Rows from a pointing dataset
Start
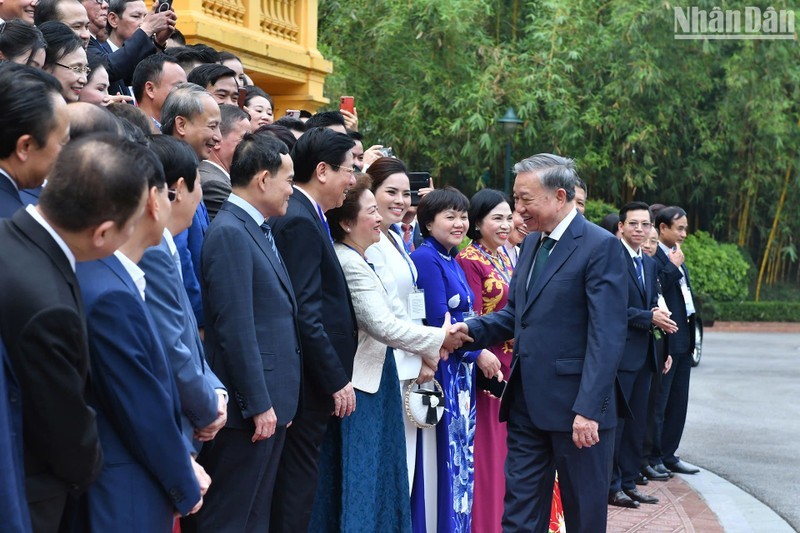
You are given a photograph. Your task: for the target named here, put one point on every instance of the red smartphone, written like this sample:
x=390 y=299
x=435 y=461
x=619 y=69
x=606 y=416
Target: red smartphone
x=347 y=103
End
### INSTRUCTION
Write out every line of the entries above word for word, leaving out the pictures.

### TASK RESULT
You are given a photograph. Your task: for the target named here, put one point on every instance of the red smartphone, written like this sample:
x=390 y=299
x=435 y=461
x=619 y=69
x=606 y=416
Target: red smartphone
x=347 y=103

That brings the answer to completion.